EXTRACTED MATERIAL:
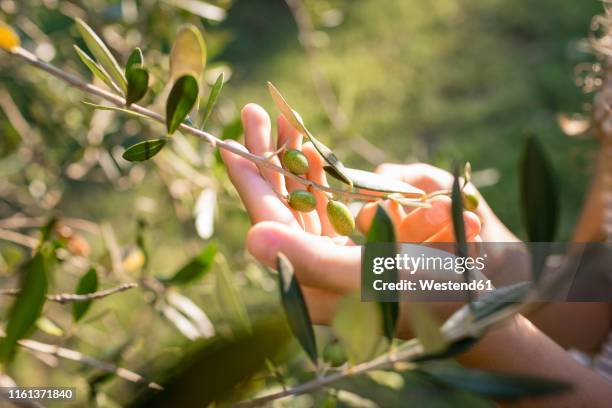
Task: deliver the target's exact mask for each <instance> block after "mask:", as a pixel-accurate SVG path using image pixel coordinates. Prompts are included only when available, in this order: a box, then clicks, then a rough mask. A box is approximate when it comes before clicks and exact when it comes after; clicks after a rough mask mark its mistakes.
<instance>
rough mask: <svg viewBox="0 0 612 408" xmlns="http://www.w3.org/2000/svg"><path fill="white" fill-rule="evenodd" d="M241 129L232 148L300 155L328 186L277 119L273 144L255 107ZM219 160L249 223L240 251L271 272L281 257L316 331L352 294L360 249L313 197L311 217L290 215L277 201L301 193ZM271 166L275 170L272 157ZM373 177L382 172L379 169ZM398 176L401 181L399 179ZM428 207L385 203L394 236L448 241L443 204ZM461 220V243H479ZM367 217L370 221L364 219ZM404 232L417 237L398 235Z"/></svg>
mask: <svg viewBox="0 0 612 408" xmlns="http://www.w3.org/2000/svg"><path fill="white" fill-rule="evenodd" d="M242 123H243V126H244V129H245V144H246V147H244V146H242V145H240V144H238V143H236V146H237V147H240V148H242V149H245V150H246V149H248V150H249V151H250V152H251V153H253V154H258V155H264V154H266V153H269V152H273V151H275V150H276V149H277V146H283V145H286V147H287V148H296V149H299V148H301V149H302V151H303V152H304V154H305V155H306V156H307V157H308V160H309V162H310V171H309V172H308V174H307V177H308V178H309V179H310V180H312V181H315V182H317V183H319V184H324V185H325V184H327V181H326V178H325V173H324V171H323V164H324V163H323V159H322V158H321V157H320V156H319V154H318V153H317V152H316V150H315V149H314V147H313V146H312V145H311V144H310V143H304V144H303V145H302V135H301V134H299V132H297V131H296V130H295V129H293V128H292V127H291V126H290V125H289V123H288V122H287V121H286V120H285V119H284V118H283V117H282V116H281V117H279V119H278V140H277V144H276V145H275V144H274V143H273V140H272V135H271V124H270V118H269V116H268V115H267V113H266V112H265V111H264V110H263V108H261V107H260V106H258V105H254V104H249V105H247V106H245V107H244V109H243V110H242ZM221 155H222V157H223V160H224V162H225V164H226V166H227V169H228V173H229V176H230V179H231V180H232V183H233V184H234V186H235V187H236V189H237V190H238V193H239V194H240V197H241V199H242V201H243V202H244V204H245V207H246V209H247V212H248V213H249V216H250V218H251V221H252V222H253V224H254V226H253V227H252V228H251V230H250V231H249V233H248V236H247V240H246V245H247V249H248V250H249V252H250V253H251V254H252V255H253V256H254V257H255V258H257V259H258V260H259V261H260V262H262V263H264V264H266V265H268V266H270V267H274V266H275V261H276V256H277V254H278V252H283V253H284V254H285V255H286V256H287V257H288V258H289V260H290V261H291V262H292V264H293V265H294V267H295V270H296V274H297V277H298V280H299V281H300V284H301V285H302V290H303V292H304V295H305V297H306V303H307V305H308V308H309V311H310V314H311V317H312V319H313V321H314V322H315V323H317V324H328V323H330V321H331V319H332V318H333V311H334V310H335V305H336V303H337V302H338V300H340V299H341V298H342V297H343V296H344V295H345V294H346V293H349V292H353V291H355V290H358V289H359V285H360V262H361V249H360V248H359V247H358V246H355V245H354V244H353V243H352V241H350V239H348V238H346V237H339V236H337V235H336V234H335V233H334V231H333V228H332V227H331V225H330V224H329V222H328V220H327V216H326V211H325V206H326V203H327V197H326V196H325V194H323V193H322V192H319V191H314V192H313V193H314V195H315V197H316V199H317V208H316V211H312V212H311V213H298V212H295V211H293V210H292V209H290V208H289V207H288V206H287V205H286V204H285V202H284V201H283V200H282V199H281V198H280V197H279V194H281V195H285V194H286V193H287V191H292V190H294V189H296V188H303V186H301V185H300V184H299V183H297V182H295V181H294V180H291V179H285V177H283V176H282V175H281V174H279V173H277V172H275V171H272V170H270V169H261V171H260V170H259V169H258V168H257V166H256V165H255V164H254V163H252V162H250V161H248V160H246V159H244V158H242V157H240V156H237V155H235V154H232V153H230V152H228V151H222V152H221ZM271 160H272V162H273V163H274V164H277V165H280V163H279V160H278V158H276V157H274V158H272V159H271ZM400 167H401V166H400ZM389 169H390V167H389ZM398 169H399V167H398ZM432 169H433V167H432ZM380 170H381V171H383V170H385V167H384V166H383V167H381V168H380ZM436 170H438V169H436ZM398 177H400V178H401V177H403V176H402V174H400V175H399V176H398ZM434 201H435V203H434V204H435V205H434V206H432V208H429V209H417V210H414V211H411V212H408V211H406V210H404V209H403V208H402V207H401V206H397V205H395V204H394V203H388V202H386V203H385V205H386V206H387V208H390V209H391V215H392V217H393V219H394V221H395V223H396V225H400V226H401V227H400V233H399V234H398V236H399V237H404V238H411V240H412V242H422V241H429V242H452V241H453V238H452V227H451V221H450V208H449V203H450V200H449V199H445V198H438V199H436V200H434ZM373 208H375V207H374V205H373V204H370V205H368V206H367V207H365V208H364V210H363V211H362V214H360V215H359V217H358V221H359V223H360V228H361V229H367V228H366V225H365V224H366V222H365V221H366V220H367V218H368V215H367V212H368V211H369V212H370V213H372V209H373ZM443 213H445V214H443ZM447 215H448V216H447ZM464 216H465V222H466V230H467V235H468V237H469V238H470V239H471V240H477V239H479V238H478V232H479V231H480V221H479V219H478V217H476V216H475V215H474V214H472V213H467V212H466V213H465V214H464ZM369 218H370V220H371V216H369ZM407 220H408V221H407ZM370 222H371V221H370ZM404 229H406V230H410V231H419V233H418V234H417V233H413V232H404Z"/></svg>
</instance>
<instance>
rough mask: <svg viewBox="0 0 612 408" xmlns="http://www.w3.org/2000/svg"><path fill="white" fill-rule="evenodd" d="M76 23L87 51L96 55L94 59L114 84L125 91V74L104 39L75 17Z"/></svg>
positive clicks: (125, 91) (94, 31)
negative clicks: (110, 77)
mask: <svg viewBox="0 0 612 408" xmlns="http://www.w3.org/2000/svg"><path fill="white" fill-rule="evenodd" d="M74 21H75V22H76V24H77V28H78V30H79V32H80V33H81V37H83V40H84V41H85V44H87V48H89V51H91V53H92V54H93V55H94V57H96V60H98V62H99V63H100V65H101V66H102V67H103V68H104V69H105V70H106V72H108V74H109V75H110V77H111V78H113V81H114V82H115V84H117V85H118V86H119V88H120V89H121V90H122V91H123V92H126V91H127V81H126V80H125V76H124V75H123V72H122V71H121V68H119V63H118V62H117V60H116V59H115V57H114V56H113V54H112V53H111V52H110V50H109V49H108V47H107V46H106V44H104V41H102V39H101V38H100V37H98V35H97V34H96V33H95V31H94V30H93V29H92V28H91V27H90V26H88V25H87V23H85V22H84V21H83V20H81V19H80V18H76V19H75V20H74Z"/></svg>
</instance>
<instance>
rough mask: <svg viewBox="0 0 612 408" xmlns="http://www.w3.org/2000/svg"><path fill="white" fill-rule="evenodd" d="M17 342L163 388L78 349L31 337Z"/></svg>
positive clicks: (146, 379) (124, 368)
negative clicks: (31, 339) (102, 360)
mask: <svg viewBox="0 0 612 408" xmlns="http://www.w3.org/2000/svg"><path fill="white" fill-rule="evenodd" d="M17 344H18V345H20V346H21V347H23V348H25V349H28V350H31V351H35V352H39V353H45V354H51V355H53V356H56V357H61V358H65V359H67V360H72V361H77V362H79V363H81V364H85V365H88V366H90V367H94V368H97V369H99V370H102V371H106V372H107V373H112V374H115V375H116V376H117V377H119V378H122V379H124V380H126V381H130V382H133V383H136V384H145V385H146V386H147V387H149V388H151V389H154V390H161V389H163V388H162V387H161V385H159V384H157V383H154V382H150V381H148V380H147V379H145V378H144V377H143V376H142V375H140V374H137V373H135V372H133V371H130V370H128V369H126V368H122V367H117V366H116V365H114V364H111V363H108V362H106V361H102V360H98V359H97V358H93V357H90V356H87V355H85V354H83V353H81V352H79V351H76V350H71V349H67V348H64V347H59V346H55V345H53V344H47V343H41V342H39V341H35V340H29V339H26V340H19V341H18V342H17Z"/></svg>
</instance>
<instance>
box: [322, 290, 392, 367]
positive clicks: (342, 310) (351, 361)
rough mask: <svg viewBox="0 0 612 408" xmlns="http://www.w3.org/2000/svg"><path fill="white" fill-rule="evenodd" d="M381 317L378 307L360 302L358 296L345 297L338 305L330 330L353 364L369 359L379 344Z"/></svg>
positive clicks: (373, 352)
mask: <svg viewBox="0 0 612 408" xmlns="http://www.w3.org/2000/svg"><path fill="white" fill-rule="evenodd" d="M381 327H382V322H381V315H380V311H379V309H378V305H377V304H376V303H373V302H362V301H361V299H360V298H359V295H357V294H353V295H349V296H346V297H345V298H344V299H342V300H341V301H340V303H339V304H338V309H337V311H336V315H335V316H334V320H333V322H332V329H333V331H334V333H335V334H336V337H338V340H339V341H340V343H341V344H342V345H343V346H344V349H345V351H346V354H347V356H348V358H349V360H350V361H351V363H353V364H357V363H360V362H363V361H367V360H368V359H370V358H371V357H372V356H373V355H374V353H375V352H376V349H377V347H378V344H379V342H380V335H381V329H380V328H381Z"/></svg>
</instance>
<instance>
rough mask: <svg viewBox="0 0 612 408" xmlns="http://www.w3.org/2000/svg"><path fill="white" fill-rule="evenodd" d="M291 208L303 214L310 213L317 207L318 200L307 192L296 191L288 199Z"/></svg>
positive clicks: (302, 191)
mask: <svg viewBox="0 0 612 408" xmlns="http://www.w3.org/2000/svg"><path fill="white" fill-rule="evenodd" d="M287 201H288V202H289V206H290V207H291V208H293V209H294V210H297V211H301V212H310V211H312V210H314V209H315V208H316V207H317V199H316V198H315V197H314V195H312V193H310V192H309V191H306V190H294V191H292V192H291V193H290V194H289V198H288V199H287Z"/></svg>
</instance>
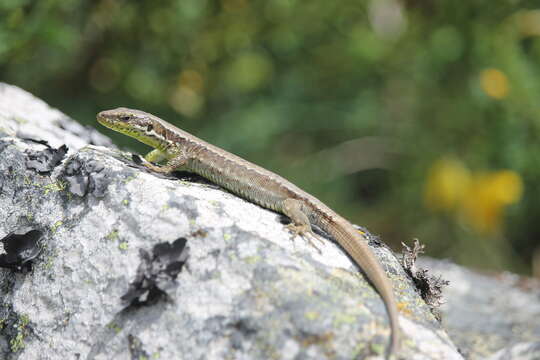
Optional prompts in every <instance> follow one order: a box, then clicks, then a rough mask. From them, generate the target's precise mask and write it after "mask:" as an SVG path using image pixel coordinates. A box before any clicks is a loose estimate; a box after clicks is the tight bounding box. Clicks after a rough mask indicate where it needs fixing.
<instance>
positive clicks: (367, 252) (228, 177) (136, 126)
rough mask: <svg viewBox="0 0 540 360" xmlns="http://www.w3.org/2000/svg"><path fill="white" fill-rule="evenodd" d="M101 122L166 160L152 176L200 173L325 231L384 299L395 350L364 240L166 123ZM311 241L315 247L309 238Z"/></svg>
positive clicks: (295, 199) (302, 203) (101, 123)
mask: <svg viewBox="0 0 540 360" xmlns="http://www.w3.org/2000/svg"><path fill="white" fill-rule="evenodd" d="M97 120H98V122H99V123H100V124H102V125H104V126H106V127H108V128H111V129H113V130H115V131H118V132H121V133H123V134H126V135H129V136H131V137H134V138H135V139H137V140H139V141H141V142H143V143H145V144H147V145H150V146H151V147H153V148H155V150H154V151H152V152H150V153H149V154H148V155H147V156H146V160H148V161H160V160H163V159H167V163H166V165H164V166H156V165H153V164H150V163H145V165H146V166H147V167H148V168H150V169H152V170H154V171H157V172H161V173H169V172H171V171H175V170H185V171H189V172H193V173H196V174H199V175H201V176H203V177H205V178H207V179H209V180H211V181H213V182H214V183H216V184H218V185H220V186H222V187H224V188H225V189H227V190H229V191H231V192H233V193H235V194H237V195H239V196H241V197H243V198H245V199H247V200H249V201H251V202H254V203H255V204H258V205H260V206H262V207H265V208H268V209H271V210H274V211H277V212H279V213H283V214H285V215H287V216H288V217H289V218H291V220H292V223H291V225H289V229H290V230H291V231H293V232H294V233H296V234H301V235H304V234H305V235H309V236H311V237H314V238H316V237H315V235H314V234H313V233H312V231H311V224H314V225H316V226H318V227H320V228H321V229H322V230H323V231H325V232H327V233H329V234H330V235H331V236H332V237H333V238H334V239H335V240H336V241H337V242H338V243H339V244H340V245H341V246H342V247H343V248H344V249H345V251H346V252H347V253H348V254H349V255H350V256H351V257H352V258H353V259H354V261H355V262H356V263H357V264H358V265H359V266H360V268H361V269H362V270H363V271H364V272H365V274H366V275H367V277H368V279H369V280H370V281H371V283H372V284H373V285H374V287H375V289H377V291H378V292H379V294H380V295H381V297H382V298H383V300H384V304H385V306H386V310H387V312H388V315H389V318H390V325H391V329H392V340H391V344H390V347H389V352H388V356H391V355H392V354H396V353H397V352H398V346H399V338H400V329H399V323H398V311H397V304H396V300H395V298H394V293H393V291H392V285H391V284H390V281H389V280H388V278H387V276H386V273H385V272H384V270H383V268H382V267H381V265H380V264H379V262H378V261H377V259H376V258H375V255H374V254H373V252H372V251H371V249H370V248H369V247H368V246H367V244H366V241H365V239H364V238H363V236H362V235H361V234H360V233H359V232H358V231H357V230H356V229H355V228H354V227H353V226H352V225H351V224H350V223H349V222H348V221H347V220H345V219H344V218H342V217H341V216H339V215H338V214H336V213H335V212H334V211H332V210H331V209H330V208H328V207H327V206H326V205H324V204H323V203H322V202H321V201H319V200H318V199H316V198H315V197H313V196H311V195H310V194H308V193H306V192H305V191H303V190H301V189H300V188H298V187H296V186H295V185H294V184H292V183H291V182H289V181H287V180H285V179H284V178H282V177H280V176H278V175H276V174H274V173H273V172H271V171H268V170H266V169H263V168H261V167H259V166H257V165H255V164H252V163H250V162H248V161H246V160H244V159H242V158H240V157H238V156H236V155H234V154H231V153H229V152H227V151H225V150H223V149H220V148H218V147H217V146H214V145H211V144H209V143H207V142H205V141H203V140H201V139H199V138H197V137H195V136H193V135H191V134H189V133H187V132H185V131H183V130H181V129H179V128H177V127H175V126H173V125H171V124H169V123H168V122H166V121H164V120H162V119H160V118H158V117H156V116H153V115H151V114H148V113H145V112H143V111H140V110H132V109H127V108H118V109H114V110H108V111H102V112H100V113H99V114H98V115H97ZM307 239H308V240H309V241H310V243H311V244H312V245H313V246H315V245H314V244H313V243H312V242H311V240H310V239H309V238H307Z"/></svg>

EXERCISE REQUIREMENTS: Look above for lines with the word "image" and copy them all.

ANSWER TO THE PROBLEM:
Task: deliver the target's exact mask for each <instance> block after "mask:", as a pixel-accurate SVG path using image pixel coordinates. Prompts are included only when available, in this order: a box, then clicks, then a rough mask. A box is approximate when it comes before clicks and exact when it comes after; clicks after a rough mask mark its mistakes.
Optional prompts in every <instance> follow one order: a box, then clicks, then a rough mask. From them, generate the target's precise mask and write it after "mask:" as an SVG path using image pixel coordinates. A box before any clicks is a loose estimate; a box after clicks is the tight bounding box. Clicks after a rough mask indicate where it needs fixing.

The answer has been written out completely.